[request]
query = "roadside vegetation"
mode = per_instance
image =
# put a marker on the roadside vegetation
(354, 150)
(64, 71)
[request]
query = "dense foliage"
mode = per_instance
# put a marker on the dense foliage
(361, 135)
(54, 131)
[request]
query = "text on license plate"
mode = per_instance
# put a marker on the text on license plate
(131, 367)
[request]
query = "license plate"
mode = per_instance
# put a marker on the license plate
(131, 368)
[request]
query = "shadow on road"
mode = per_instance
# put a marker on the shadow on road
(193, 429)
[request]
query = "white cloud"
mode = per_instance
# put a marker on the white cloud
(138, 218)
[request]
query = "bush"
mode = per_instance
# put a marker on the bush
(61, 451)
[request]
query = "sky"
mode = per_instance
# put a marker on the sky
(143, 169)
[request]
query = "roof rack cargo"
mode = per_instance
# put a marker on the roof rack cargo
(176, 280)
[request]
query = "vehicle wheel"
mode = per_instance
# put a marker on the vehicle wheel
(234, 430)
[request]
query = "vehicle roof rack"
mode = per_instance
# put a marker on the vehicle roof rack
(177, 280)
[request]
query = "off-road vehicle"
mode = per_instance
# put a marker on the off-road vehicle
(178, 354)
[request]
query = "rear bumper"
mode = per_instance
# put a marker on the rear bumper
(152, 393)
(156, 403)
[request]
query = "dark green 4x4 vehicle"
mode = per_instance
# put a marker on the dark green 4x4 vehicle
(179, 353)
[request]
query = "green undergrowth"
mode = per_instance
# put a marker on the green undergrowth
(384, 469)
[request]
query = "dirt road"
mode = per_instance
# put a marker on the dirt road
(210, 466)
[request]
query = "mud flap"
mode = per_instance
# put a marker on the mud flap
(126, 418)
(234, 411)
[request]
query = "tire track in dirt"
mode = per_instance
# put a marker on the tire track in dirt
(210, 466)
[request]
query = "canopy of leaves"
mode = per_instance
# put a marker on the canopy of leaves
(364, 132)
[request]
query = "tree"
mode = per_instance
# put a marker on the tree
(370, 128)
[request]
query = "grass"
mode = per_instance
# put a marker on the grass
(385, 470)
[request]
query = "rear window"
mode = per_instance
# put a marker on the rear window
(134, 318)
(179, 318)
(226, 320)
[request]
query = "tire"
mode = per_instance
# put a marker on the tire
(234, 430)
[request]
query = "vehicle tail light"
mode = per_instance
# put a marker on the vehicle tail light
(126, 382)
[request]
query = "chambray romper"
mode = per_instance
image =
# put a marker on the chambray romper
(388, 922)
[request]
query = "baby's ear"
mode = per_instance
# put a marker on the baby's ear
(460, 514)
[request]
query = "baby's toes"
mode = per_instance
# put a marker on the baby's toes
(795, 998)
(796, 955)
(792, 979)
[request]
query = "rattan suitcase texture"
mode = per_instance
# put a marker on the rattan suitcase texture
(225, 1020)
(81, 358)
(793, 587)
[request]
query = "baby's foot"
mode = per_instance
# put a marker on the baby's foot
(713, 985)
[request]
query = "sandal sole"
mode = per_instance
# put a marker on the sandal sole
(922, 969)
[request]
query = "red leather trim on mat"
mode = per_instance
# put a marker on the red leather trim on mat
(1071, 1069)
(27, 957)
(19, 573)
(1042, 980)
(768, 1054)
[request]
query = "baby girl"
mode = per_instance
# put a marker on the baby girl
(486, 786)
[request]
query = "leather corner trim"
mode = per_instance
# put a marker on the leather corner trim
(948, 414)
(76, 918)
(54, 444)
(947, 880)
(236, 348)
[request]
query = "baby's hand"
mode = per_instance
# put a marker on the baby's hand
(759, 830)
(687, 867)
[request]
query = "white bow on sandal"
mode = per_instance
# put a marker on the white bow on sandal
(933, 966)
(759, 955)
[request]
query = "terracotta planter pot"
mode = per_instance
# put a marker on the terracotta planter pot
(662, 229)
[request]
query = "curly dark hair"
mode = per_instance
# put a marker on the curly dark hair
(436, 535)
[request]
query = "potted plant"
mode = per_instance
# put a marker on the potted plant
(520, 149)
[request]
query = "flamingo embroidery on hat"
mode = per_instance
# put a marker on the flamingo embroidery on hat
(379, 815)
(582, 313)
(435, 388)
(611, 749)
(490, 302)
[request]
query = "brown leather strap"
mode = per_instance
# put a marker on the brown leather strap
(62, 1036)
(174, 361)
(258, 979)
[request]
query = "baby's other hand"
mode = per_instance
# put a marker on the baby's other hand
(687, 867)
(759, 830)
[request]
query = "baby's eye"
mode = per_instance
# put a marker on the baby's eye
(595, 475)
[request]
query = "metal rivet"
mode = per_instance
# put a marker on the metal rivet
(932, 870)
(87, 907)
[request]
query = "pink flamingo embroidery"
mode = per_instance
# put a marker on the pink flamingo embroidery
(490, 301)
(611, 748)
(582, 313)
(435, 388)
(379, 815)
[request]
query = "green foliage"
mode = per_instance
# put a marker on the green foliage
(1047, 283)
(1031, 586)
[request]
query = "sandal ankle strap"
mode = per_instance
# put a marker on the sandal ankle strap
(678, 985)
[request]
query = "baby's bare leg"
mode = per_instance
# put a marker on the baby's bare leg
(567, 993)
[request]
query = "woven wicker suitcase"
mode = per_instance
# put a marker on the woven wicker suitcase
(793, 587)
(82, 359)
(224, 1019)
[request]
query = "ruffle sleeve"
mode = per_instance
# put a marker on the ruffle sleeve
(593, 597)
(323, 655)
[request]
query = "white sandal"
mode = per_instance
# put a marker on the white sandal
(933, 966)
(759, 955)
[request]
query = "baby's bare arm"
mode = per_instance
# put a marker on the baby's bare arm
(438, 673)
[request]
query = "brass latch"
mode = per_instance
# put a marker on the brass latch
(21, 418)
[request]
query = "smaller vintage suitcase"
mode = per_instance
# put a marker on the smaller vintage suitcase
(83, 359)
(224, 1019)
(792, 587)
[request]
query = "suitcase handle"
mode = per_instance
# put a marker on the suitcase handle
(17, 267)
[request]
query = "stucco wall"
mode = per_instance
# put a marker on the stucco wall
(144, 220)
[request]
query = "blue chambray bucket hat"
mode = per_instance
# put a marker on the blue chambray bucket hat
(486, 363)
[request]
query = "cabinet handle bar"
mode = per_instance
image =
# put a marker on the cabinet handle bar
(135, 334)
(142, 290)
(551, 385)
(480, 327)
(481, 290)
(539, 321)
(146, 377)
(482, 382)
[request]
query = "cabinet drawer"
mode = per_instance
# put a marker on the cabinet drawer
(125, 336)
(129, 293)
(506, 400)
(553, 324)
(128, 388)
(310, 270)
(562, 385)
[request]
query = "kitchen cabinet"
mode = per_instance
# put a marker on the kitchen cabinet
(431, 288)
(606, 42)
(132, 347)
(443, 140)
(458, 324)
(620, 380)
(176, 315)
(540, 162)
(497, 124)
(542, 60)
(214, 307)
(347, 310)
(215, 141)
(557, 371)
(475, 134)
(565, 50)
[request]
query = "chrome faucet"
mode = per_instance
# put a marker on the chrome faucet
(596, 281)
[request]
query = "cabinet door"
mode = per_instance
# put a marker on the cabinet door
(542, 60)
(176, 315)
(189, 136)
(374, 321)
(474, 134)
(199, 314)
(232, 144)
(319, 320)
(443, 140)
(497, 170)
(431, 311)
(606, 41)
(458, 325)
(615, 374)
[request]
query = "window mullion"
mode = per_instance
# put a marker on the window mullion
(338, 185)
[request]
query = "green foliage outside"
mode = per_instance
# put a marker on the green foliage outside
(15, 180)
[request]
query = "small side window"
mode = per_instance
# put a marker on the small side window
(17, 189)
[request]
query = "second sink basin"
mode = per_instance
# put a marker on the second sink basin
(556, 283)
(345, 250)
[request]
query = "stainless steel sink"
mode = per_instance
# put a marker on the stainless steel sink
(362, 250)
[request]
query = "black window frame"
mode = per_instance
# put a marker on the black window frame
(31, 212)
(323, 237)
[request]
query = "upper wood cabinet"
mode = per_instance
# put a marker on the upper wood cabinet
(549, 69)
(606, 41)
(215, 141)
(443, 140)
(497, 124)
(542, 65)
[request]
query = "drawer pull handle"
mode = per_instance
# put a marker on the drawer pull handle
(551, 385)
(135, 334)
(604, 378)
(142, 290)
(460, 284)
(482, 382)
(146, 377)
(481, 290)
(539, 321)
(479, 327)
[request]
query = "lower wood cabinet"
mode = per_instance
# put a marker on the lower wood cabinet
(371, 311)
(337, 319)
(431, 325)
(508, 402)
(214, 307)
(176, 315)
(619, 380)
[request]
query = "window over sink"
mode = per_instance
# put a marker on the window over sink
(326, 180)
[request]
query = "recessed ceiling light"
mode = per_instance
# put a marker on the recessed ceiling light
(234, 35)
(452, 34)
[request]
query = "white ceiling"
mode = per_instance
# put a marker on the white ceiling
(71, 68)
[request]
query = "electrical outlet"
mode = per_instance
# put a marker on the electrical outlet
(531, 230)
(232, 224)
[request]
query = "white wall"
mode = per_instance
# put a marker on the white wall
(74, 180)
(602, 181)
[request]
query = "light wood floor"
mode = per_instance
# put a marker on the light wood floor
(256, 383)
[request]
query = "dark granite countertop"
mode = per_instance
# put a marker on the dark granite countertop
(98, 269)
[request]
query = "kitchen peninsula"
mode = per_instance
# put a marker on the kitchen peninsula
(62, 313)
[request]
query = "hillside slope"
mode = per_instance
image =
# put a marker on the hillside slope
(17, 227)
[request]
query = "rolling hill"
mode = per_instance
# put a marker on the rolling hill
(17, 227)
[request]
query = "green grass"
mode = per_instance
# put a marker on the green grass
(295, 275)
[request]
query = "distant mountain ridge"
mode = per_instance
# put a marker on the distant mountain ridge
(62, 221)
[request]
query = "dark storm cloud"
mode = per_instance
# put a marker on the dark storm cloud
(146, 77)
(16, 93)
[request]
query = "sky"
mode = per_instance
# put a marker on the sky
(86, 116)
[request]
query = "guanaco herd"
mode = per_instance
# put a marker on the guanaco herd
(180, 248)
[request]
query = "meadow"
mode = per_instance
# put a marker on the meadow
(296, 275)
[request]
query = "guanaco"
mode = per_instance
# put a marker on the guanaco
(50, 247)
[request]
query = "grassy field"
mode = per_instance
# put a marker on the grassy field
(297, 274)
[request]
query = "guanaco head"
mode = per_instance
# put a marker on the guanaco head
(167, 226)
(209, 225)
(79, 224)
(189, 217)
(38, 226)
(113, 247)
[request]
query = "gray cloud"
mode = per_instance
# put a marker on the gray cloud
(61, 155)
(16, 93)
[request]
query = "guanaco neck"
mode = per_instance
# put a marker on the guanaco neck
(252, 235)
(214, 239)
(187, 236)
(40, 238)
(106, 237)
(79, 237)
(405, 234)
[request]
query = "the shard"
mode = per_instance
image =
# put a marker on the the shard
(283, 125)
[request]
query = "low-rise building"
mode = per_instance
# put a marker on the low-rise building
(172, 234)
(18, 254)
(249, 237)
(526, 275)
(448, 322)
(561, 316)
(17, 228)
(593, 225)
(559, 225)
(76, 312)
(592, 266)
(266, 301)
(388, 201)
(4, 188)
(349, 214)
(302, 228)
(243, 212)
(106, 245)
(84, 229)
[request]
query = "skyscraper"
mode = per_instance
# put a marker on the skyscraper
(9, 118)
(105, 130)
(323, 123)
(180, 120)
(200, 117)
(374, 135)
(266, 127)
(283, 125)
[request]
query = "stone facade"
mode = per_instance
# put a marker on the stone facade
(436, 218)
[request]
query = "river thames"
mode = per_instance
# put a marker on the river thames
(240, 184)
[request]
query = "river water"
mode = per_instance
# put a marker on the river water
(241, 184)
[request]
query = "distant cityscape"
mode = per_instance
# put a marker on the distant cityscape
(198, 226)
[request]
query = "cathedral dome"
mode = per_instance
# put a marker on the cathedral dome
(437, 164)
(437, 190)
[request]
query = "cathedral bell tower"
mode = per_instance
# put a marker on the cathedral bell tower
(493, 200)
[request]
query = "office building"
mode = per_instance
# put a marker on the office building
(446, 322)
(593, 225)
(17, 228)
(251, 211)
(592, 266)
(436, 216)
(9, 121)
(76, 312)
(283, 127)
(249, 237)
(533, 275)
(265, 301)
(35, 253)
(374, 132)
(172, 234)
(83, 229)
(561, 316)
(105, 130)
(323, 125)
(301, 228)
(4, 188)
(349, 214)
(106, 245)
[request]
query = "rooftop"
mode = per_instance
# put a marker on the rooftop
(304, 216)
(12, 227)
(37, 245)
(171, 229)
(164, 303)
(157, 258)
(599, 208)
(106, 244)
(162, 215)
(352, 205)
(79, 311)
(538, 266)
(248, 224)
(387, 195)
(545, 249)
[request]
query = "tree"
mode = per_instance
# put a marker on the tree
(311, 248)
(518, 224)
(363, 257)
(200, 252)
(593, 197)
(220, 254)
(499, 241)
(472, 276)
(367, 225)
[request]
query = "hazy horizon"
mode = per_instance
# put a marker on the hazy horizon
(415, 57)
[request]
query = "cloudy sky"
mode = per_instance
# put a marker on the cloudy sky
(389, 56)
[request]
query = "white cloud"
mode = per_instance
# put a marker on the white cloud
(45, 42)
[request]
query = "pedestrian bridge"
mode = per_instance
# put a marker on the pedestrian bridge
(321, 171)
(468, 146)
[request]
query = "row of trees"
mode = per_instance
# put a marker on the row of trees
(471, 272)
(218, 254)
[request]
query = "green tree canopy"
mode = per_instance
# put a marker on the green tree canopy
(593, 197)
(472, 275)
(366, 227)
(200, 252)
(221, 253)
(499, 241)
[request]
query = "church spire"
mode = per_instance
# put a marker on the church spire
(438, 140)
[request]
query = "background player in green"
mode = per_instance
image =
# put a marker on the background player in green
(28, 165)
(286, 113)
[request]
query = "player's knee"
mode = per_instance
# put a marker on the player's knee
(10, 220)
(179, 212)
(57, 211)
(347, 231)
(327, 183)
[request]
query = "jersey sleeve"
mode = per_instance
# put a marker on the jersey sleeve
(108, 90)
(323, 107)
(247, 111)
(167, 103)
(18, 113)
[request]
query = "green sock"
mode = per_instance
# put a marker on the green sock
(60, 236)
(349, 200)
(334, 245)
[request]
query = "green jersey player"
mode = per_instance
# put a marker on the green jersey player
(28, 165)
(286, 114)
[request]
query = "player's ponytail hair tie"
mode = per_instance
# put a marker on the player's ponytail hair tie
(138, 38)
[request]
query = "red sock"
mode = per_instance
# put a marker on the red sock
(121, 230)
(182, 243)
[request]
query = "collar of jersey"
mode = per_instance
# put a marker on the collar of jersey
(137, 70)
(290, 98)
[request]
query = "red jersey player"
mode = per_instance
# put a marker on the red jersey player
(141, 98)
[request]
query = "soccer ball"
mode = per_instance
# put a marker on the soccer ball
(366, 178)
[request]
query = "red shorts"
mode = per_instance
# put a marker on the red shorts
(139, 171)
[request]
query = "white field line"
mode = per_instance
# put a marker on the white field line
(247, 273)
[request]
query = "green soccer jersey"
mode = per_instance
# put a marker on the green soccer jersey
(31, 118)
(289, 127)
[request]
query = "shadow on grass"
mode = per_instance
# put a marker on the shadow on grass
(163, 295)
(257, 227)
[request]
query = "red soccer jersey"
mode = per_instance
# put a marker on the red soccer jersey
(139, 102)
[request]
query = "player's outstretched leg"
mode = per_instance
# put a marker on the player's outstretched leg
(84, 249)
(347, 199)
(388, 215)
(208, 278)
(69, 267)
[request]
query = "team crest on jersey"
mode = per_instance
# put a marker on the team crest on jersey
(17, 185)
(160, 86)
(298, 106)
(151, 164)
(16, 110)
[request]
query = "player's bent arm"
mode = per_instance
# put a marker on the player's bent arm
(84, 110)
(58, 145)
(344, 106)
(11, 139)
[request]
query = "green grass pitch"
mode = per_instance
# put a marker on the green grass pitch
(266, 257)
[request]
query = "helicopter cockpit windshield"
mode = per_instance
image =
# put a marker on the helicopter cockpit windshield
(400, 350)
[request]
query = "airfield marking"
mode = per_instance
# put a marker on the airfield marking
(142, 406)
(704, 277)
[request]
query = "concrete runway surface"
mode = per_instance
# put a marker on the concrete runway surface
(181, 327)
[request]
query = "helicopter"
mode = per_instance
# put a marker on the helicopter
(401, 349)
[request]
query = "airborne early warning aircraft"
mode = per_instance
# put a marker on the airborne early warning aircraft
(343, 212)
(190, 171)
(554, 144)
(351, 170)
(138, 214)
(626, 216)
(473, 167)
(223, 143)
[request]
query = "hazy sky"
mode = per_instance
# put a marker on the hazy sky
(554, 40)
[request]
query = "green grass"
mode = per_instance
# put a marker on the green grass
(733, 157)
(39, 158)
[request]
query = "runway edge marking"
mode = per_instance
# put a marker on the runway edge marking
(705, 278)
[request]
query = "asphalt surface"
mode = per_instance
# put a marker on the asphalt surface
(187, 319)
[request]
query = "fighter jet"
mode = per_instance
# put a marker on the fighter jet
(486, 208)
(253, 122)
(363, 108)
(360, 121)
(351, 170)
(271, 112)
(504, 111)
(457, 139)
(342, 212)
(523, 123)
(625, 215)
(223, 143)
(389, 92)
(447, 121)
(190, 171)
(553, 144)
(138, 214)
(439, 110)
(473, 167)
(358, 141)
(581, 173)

++++++++++++++++++++

Instructions to follow: Please copy out each line above that contains the word "concrete". Case counts.

Exercise response:
query = "concrete runway surface"
# put a marker on the concrete runway surface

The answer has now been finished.